--- Data excerpts ---
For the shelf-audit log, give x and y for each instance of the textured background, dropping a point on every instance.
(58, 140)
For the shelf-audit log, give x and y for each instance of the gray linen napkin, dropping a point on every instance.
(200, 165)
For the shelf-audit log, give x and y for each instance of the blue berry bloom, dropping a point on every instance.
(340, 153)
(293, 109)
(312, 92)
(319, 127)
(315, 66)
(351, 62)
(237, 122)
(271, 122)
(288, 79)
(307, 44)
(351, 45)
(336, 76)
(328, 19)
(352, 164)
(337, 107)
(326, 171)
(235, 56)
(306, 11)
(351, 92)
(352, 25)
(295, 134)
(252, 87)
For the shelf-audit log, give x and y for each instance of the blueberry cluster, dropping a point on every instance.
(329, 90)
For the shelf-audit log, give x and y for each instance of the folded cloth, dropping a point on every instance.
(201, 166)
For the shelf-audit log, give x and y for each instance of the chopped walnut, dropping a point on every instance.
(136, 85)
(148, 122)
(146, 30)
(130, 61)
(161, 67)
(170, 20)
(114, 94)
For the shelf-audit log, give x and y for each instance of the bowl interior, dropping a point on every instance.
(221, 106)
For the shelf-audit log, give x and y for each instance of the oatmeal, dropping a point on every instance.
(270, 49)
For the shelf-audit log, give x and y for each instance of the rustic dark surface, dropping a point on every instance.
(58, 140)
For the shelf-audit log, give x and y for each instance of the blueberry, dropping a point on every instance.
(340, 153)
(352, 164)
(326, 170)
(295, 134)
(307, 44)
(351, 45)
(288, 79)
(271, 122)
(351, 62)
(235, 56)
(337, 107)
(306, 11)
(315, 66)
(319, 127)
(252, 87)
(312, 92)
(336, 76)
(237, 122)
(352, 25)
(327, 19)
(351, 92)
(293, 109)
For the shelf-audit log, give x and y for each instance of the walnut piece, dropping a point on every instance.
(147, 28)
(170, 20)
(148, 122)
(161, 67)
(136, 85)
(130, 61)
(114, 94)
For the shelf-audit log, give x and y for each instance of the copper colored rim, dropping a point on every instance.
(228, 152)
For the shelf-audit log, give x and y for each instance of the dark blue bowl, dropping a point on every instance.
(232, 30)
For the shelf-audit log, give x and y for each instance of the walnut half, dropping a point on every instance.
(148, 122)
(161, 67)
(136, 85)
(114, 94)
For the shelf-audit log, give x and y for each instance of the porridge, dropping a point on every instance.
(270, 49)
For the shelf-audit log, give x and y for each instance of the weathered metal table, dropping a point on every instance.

--- What is asked ---
Write the lines out exactly, from the one with "blueberry, dropping a point on every instance." down to the last line of the listing, and leave out all others.

--- The output ---
For the shelf-audit log, give x and y for each instance of the blueberry, dropping a point on every instance.
(340, 153)
(352, 164)
(326, 170)
(295, 134)
(307, 44)
(351, 45)
(288, 79)
(271, 122)
(351, 62)
(235, 56)
(337, 107)
(306, 11)
(315, 66)
(319, 127)
(252, 87)
(312, 92)
(336, 76)
(237, 122)
(352, 25)
(327, 19)
(351, 92)
(293, 109)
For the shelf-audit log, give x and y for each instance of the walnut piece, dropping a point on every instance.
(147, 28)
(170, 20)
(148, 122)
(161, 67)
(136, 85)
(130, 61)
(114, 94)
For the shelf-audit log, give x and y for each instance of the copper colored rim, dropping a point on every instance.
(228, 152)
For the shelf-audit log, give x and y for each instance of the dark blue bowl, dropping a point on every instance.
(232, 30)
For the shelf-audit log, give x and y for each instance of the walnut half, dropping a point on every instance.
(148, 122)
(161, 67)
(136, 85)
(114, 94)
For the shelf-audit log, give x and y for each instance of the porridge, dropping a point on every instance.
(270, 49)
For the shelf-audit log, give x and y for each instance of the weathered metal table, dropping a point on every instance.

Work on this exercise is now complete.